• [WHAT IS ASKED]: Rewrite all of the records below as a numbered list and omit any blank lines.

• [Records excerpted from a collection]:
_ _ _ _ _

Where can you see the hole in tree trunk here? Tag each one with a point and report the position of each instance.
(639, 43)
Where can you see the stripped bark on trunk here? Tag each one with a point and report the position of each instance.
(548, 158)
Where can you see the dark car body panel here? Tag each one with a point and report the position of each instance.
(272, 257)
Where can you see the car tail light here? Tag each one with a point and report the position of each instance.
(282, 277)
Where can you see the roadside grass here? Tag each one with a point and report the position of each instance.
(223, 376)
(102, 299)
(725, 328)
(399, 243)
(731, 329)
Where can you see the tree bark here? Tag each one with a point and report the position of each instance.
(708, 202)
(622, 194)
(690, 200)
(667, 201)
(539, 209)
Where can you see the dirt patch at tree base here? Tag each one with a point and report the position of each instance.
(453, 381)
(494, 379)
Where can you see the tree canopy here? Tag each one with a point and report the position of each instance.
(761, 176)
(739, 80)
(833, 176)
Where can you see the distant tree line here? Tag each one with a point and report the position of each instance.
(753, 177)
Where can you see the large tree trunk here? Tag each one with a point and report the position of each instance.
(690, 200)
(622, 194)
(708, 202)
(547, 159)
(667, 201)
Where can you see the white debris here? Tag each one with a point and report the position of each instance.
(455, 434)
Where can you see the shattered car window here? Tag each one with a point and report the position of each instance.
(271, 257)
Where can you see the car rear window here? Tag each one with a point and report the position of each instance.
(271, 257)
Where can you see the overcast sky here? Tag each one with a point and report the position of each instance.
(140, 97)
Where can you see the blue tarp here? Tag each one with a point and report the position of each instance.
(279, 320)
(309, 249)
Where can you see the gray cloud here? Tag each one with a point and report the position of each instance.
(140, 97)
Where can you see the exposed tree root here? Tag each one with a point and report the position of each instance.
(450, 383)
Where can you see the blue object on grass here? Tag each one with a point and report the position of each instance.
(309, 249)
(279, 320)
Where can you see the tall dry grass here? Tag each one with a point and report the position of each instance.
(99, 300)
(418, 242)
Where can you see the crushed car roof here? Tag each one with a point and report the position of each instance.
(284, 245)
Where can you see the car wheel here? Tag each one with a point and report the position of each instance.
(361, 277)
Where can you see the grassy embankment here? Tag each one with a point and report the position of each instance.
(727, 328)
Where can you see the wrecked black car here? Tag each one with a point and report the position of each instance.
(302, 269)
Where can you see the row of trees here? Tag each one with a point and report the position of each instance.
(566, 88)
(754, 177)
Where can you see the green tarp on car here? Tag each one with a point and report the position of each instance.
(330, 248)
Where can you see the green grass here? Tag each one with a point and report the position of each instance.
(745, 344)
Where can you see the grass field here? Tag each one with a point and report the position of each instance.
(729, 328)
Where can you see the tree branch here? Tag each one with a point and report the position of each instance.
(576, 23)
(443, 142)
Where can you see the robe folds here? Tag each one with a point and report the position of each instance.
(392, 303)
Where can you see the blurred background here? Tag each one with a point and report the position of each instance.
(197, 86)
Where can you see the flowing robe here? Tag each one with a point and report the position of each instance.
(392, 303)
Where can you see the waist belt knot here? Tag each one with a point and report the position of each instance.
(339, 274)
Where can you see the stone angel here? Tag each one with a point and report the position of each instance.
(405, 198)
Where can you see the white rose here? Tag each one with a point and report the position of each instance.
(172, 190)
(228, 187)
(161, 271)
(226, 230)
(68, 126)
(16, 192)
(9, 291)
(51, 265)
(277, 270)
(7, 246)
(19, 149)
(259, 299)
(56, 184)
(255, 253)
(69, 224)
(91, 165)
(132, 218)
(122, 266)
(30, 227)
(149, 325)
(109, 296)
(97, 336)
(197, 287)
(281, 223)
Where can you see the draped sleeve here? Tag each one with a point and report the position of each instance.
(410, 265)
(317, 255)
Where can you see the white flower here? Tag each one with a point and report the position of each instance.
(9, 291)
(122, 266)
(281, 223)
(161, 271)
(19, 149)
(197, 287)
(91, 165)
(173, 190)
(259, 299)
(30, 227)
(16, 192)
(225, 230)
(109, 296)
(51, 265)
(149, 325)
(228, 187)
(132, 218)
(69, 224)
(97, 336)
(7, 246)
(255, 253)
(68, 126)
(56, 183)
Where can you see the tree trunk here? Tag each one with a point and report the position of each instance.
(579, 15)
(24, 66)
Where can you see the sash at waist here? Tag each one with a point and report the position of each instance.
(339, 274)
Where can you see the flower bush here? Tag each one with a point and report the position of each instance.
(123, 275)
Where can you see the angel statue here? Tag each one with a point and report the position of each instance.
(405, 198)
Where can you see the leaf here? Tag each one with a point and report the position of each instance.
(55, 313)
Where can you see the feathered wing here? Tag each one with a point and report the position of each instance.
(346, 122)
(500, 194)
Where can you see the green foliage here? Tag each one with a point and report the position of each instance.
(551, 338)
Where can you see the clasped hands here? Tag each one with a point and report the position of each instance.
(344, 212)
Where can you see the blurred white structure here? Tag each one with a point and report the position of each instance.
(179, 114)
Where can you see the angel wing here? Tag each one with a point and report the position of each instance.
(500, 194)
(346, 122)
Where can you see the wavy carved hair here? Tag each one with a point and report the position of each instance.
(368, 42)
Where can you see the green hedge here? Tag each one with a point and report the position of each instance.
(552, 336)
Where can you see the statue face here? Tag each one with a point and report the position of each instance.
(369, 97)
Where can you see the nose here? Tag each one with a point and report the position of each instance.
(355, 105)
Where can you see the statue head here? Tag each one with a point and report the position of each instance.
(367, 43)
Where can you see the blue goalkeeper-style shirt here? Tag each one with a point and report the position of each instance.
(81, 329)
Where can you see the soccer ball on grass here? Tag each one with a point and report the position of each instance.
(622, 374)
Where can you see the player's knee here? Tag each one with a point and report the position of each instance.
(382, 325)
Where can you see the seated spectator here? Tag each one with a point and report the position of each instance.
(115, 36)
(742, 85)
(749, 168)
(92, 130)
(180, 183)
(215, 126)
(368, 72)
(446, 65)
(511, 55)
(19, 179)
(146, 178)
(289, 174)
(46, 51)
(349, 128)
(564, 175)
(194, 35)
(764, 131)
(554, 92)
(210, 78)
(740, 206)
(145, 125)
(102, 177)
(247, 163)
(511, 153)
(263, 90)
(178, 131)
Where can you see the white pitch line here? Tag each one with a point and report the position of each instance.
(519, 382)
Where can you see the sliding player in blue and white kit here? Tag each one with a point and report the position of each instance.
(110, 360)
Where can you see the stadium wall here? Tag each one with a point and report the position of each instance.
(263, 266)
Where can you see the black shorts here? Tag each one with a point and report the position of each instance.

_ _ _ _ _

• [SOLUTION TO THIS PROBLEM]:
1. Where can you see the hole in tree trunk here? Tag each one with a point and report the position of each instance.
2. (639, 43)
3. Where can you see the stripped bark on trunk here? Tag each one with a point and report the position of each instance.
4. (548, 158)
5. Where can you see the dark car body panel here? Tag each one with a point and report the position of each instance.
6. (272, 257)
7. Where can you see the car tail light here? Tag each one with a point and report the position of each instance.
8. (282, 277)
9. Where can you see the roadside grass here? Tag each one with a point and report the position of each instance.
10. (223, 376)
11. (102, 299)
12. (725, 328)
13. (399, 243)
14. (731, 329)
15. Where can you see the tree bark here? Tag each one with a point and report the position of each instance.
16. (708, 202)
17. (622, 194)
18. (690, 200)
19. (667, 201)
20. (539, 209)
21. Where can you see the dirt patch at tree base here? Tag each one with a point and report the position of each instance.
22. (453, 381)
23. (494, 379)
24. Where can you see the tree canopy here? Tag each one with a point and report the position of each instance.
25. (761, 176)
26. (739, 80)
27. (833, 176)
28. Where can you see the distant tree line here? Tag each one with a point and report the position of each instance.
29. (753, 177)
30. Where can you see the large tree trunk here? Tag each one with a point and report the position of each instance.
31. (690, 200)
32. (622, 194)
33. (708, 202)
34. (547, 159)
35. (667, 201)
36. Where can you see the white debris here? Tag each one with a point and report the position of each instance.
37. (455, 434)
38. Where can you see the shattered car window here? Tag each one with a point and report the position of each instance.
39. (271, 257)
40. Where can you see the car rear window here? Tag each one with a point and report the position of each instance.
41. (271, 257)
42. Where can you see the overcast sky here? Tag each one with a point and report the position of each instance.
43. (140, 97)
44. Where can you see the blue tarp here? Tag each one with a point and report the position of each instance.
45. (279, 320)
46. (309, 249)
47. Where can you see the gray cloud here? Tag each one with a point and report the position of each instance.
48. (140, 97)
49. Where can you see the exposed tree root here? Tag each one with a point and report the position of each instance.
50. (450, 383)
51. Where can you see the blue object on grass here? Tag each one with a point and report the position of each instance.
52. (309, 249)
53. (279, 320)
54. Where can you see the tall dry grass here? Tag each one with a point and report the position of each instance.
55. (99, 300)
56. (418, 242)
57. Where can you see the crushed car roof here? Tag each one with a point and report the position of each instance.
58. (284, 245)
59. Where can you see the car wheel here? Tag each one with a point and report the position of each instance.
60. (361, 277)
61. Where can you see the grassy embankment here? Tag each one with a point and report the position of each instance.
62. (727, 328)
63. Where can you see the wrecked black car here? Tag each one with a point and report the position of each instance.
64. (302, 269)
65. Where can you see the row of trees here? Tag each one with a point and report the position of each instance.
66. (566, 88)
67. (754, 177)
68. Where can you see the green tarp on car here? Tag each one with a point and report the position of each instance.
69. (330, 248)
70. Where can you see the green grass here? Tag each one with a point and report the position of each instance.
71. (745, 344)
72. Where can you see the grass field here? Tag each one with a point and report the position of each instance.
73. (729, 328)
74. Where can you see the tree branch here? Tag each one with a point and report the position of each instance.
75. (576, 23)
76. (443, 142)
77. Where can you see the robe folds here? Tag each one with a point and report the position of each instance.
78. (392, 303)
79. Where can you see the blurred background here? Tag each one with a point and report the position of each instance.
80. (197, 86)
81. Where can you see the flowing robe here? Tag each one with a point and report the position of each instance.
82. (392, 303)
83. Where can you see the waist belt knot here? Tag each one with a point and report the position of each instance.
84. (339, 274)
85. Where can you see the stone angel here? Tag each one with a point and report the position of each instance.
86. (405, 198)
87. Where can you see the white rose here? Tag each one with a point and report the position of each instance.
88. (172, 190)
89. (228, 187)
90. (161, 271)
91. (226, 230)
92. (68, 126)
93. (16, 192)
94. (9, 291)
95. (51, 265)
96. (277, 270)
97. (7, 246)
98. (19, 149)
99. (259, 299)
100. (56, 184)
101. (255, 253)
102. (69, 224)
103. (91, 165)
104. (132, 218)
105. (122, 266)
106. (30, 227)
107. (149, 325)
108. (109, 296)
109. (97, 336)
110. (197, 287)
111. (281, 223)
112. Where can you see the draped sleeve here? Tag each one with a point and report the position of each instance.
113. (410, 265)
114. (317, 255)
115. Where can you see the white flower here? Tag each one with a point and report the position of each instance.
116. (9, 291)
117. (122, 266)
118. (281, 223)
119. (161, 271)
120. (19, 149)
121. (197, 287)
122. (91, 165)
123. (173, 190)
124. (259, 299)
125. (30, 227)
126. (16, 192)
127. (225, 230)
128. (109, 296)
129. (51, 265)
130. (149, 325)
131. (228, 187)
132. (132, 218)
133. (69, 224)
134. (97, 336)
135. (7, 246)
136. (255, 253)
137. (68, 126)
138. (56, 183)
139. Where can you see the tree trunk here? Tag each one with a point and report the position of each instance.
140. (579, 15)
141. (24, 66)
142. Where can you see the sash at waist here? Tag each one with a point and report the position of each instance.
143. (339, 274)
144. Where can you see the flower bush here? Tag each one with a point and report the position of each instance.
145. (123, 275)
146. Where can you see the angel statue here? Tag each one with a point and report the position of each instance.
147. (405, 198)
148. Where can you see the leaf here? Tag each one with a point and report the position of each instance.
149. (55, 313)
150. Where can you see the feathered wing here? Tag each one with a point and report the position of each instance.
151. (346, 122)
152. (500, 194)
153. Where can you see the green foliage here? Tag each one with a point and report the position of each instance.
154. (551, 338)
155. Where can you see the clasped hands here? Tag each one with a point and report the position of each instance.
156. (344, 212)
157. Where can you see the blurred white structure here? Tag each one with a point and report the position of each instance.
158. (179, 114)
159. Where can you see the angel wing here? Tag each one with a point and report the position of each instance.
160. (500, 194)
161. (346, 122)
162. Where can you see the wavy carved hair here? Tag each one with a point and report the position of each instance.
163. (368, 42)
164. Where can you see the green hedge here? Tag each one with a point and report the position of each instance.
165. (552, 336)
166. Where can you see the statue face here? Tag each one with a point and report the position of each instance.
167. (369, 97)
168. Where can you see the nose here? Tag each one with a point and report the position of each instance.
169. (355, 105)
170. Where can you see the statue head here? Tag each one with a point and report the position of each instance.
171. (367, 43)
172. Where can you see the blue goalkeeper-style shirt here? Tag each one with a point and report the position of each instance.
173. (81, 329)
174. Where can you see the soccer ball on grass here? Tag each one with a point and report the position of each instance.
175. (622, 374)
176. Where can you see the player's knee here? Tag each one with a point and report the position of each instance.
177. (382, 325)
178. Where can you see the seated spectator here? Tag each one with a point and report the position of each instance.
179. (115, 36)
180. (742, 85)
181. (749, 168)
182. (92, 130)
183. (180, 183)
184. (215, 126)
185. (368, 72)
186. (446, 65)
187. (511, 55)
188. (19, 179)
189. (146, 178)
190. (289, 174)
191. (46, 51)
192. (349, 128)
193. (564, 175)
194. (194, 35)
195. (764, 131)
196. (554, 92)
197. (210, 78)
198. (740, 206)
199. (145, 125)
200. (102, 177)
201. (247, 163)
202. (511, 153)
203. (263, 90)
204. (178, 131)
205. Where can you see the white pitch line here? Tag each one with a point and report the position of each instance.
206. (519, 382)
207. Where can you see the sliding player in blue and white kit here? Tag each one with a point and report the position of each instance.
208. (110, 360)
209. Where can you see the stadium wall here? Tag each one with a point and report the position of each instance.
210. (263, 266)
211. Where can you see the black shorts here? Tag each one with a point and report the position of each instance.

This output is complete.